#### [What is needed]
Can you put these lines into a Markdown table with the columns Row and Line, numbering each row and leaving out any blank lines?

# # # # # # #

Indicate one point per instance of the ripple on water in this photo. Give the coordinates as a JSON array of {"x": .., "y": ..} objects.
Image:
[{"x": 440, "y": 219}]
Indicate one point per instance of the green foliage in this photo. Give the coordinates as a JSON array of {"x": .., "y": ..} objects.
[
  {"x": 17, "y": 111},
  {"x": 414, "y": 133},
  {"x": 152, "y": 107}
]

# # # # # # #

#### [Complete response]
| Row | Line |
|---|---|
| 1 | Indicate one point per instance of the ripple on water in this photo. Give the coordinates as a JSON array of {"x": .., "y": ..} objects. |
| 2 | Image: |
| 3 | [{"x": 440, "y": 219}] |
| 4 | Indicate one point per instance of the green foliage in this photo. Give the coordinates as a JSON array of {"x": .., "y": ..} objects. |
| 5 | [ |
| 6 |   {"x": 17, "y": 111}, |
| 7 |   {"x": 414, "y": 133}, |
| 8 |   {"x": 152, "y": 107} |
| 9 | ] |